Records from a data collection

╭──

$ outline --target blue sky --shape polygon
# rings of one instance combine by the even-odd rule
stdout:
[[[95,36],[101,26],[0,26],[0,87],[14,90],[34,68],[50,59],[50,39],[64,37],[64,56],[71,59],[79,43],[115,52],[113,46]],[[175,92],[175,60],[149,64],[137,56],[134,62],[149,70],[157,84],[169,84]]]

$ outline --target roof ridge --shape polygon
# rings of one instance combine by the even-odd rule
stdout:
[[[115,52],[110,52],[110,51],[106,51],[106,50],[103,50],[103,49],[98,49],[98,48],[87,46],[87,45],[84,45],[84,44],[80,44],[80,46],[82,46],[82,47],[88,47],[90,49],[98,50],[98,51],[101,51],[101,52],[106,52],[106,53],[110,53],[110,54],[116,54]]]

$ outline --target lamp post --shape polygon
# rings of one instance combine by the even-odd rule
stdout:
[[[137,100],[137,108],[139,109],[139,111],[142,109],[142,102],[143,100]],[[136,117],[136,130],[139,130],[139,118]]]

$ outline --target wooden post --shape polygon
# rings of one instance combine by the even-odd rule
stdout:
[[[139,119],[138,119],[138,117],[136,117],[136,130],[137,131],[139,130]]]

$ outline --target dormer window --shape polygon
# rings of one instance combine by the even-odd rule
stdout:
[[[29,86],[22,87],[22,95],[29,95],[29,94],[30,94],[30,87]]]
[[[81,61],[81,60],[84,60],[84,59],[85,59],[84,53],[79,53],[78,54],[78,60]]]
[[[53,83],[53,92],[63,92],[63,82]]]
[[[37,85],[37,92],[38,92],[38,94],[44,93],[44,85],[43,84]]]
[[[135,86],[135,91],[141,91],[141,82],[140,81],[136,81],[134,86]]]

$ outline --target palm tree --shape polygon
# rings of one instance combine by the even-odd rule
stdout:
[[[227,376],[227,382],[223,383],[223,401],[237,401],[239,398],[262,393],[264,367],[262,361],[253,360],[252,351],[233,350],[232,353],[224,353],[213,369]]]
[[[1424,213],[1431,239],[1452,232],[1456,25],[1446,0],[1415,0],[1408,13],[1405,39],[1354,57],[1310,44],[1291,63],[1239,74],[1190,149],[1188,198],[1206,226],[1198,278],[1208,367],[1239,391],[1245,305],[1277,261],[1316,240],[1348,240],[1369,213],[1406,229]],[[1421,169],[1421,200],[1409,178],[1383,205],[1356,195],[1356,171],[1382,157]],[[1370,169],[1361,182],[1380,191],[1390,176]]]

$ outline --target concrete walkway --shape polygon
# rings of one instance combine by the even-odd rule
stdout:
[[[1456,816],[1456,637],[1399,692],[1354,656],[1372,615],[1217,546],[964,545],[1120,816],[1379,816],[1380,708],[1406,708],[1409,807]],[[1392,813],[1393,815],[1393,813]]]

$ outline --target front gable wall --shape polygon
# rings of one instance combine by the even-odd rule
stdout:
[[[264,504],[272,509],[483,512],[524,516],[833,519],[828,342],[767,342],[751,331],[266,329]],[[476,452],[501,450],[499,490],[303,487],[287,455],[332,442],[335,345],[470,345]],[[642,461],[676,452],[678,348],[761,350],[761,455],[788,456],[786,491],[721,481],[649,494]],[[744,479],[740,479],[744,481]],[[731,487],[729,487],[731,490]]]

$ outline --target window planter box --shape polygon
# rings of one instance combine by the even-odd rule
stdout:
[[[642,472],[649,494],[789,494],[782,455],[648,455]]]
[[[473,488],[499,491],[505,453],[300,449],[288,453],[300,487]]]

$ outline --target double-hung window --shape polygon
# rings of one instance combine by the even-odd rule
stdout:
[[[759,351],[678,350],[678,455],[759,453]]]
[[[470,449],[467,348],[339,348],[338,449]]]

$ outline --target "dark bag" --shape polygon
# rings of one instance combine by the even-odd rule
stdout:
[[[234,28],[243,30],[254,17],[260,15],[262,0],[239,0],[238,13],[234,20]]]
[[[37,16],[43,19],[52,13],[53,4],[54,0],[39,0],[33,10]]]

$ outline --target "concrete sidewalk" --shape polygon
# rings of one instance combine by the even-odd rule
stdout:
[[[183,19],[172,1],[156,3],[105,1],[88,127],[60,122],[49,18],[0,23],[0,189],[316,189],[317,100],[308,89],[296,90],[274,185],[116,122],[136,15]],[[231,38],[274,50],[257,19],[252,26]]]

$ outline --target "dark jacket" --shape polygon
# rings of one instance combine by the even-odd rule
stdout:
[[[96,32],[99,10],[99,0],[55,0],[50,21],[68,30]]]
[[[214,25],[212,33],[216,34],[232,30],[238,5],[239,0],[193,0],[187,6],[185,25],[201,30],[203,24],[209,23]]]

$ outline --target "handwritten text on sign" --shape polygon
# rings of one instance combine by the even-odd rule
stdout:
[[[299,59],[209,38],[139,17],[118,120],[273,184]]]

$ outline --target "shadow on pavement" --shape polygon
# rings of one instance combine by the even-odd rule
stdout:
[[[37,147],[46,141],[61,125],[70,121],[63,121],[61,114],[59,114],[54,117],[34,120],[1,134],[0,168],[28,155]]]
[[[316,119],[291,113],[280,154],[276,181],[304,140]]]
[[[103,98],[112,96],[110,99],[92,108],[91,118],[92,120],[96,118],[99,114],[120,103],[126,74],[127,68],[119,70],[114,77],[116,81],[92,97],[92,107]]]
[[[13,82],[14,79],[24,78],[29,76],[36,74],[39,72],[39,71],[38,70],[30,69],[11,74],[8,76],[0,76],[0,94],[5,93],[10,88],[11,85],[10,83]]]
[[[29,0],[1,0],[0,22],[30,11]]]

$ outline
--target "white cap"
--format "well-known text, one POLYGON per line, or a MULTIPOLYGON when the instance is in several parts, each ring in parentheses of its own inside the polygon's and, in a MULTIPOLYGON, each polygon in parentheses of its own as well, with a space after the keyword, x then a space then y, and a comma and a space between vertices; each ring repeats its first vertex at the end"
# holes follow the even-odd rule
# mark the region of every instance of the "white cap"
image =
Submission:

╰──

Job:
Please pull out each line of the entries above that contains the string "dark", treating uppercase and lowercase as different.

Written reply:
$ outline --target "dark bag" --shape polygon
$ outline --target "dark jacket" --shape polygon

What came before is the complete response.